» Work order
Using the listing, copy each whole line that features "TASK".

» Data shown
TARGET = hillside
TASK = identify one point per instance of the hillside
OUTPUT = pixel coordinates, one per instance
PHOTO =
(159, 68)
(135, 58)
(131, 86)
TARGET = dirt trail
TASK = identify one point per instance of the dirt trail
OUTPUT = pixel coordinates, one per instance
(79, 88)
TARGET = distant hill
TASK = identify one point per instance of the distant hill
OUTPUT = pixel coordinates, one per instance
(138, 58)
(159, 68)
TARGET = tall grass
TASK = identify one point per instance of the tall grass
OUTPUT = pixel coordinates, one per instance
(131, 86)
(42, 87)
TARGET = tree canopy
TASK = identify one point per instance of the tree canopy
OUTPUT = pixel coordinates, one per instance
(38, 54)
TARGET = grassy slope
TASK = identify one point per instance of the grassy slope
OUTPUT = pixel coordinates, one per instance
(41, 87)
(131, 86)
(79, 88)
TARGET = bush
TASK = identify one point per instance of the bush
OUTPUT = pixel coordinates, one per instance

» Completed exercise
TASK = identify one point per instance of the hillside
TASK = identify one point per instance of the dirt trail
TASK = identify one point per instance of the distant hill
TASK = identify one point per instance of the tall grass
TASK = identify one point per instance of the tree canopy
TASK = identify one point per instance of the grassy slope
TASK = identify one point per instance of the bush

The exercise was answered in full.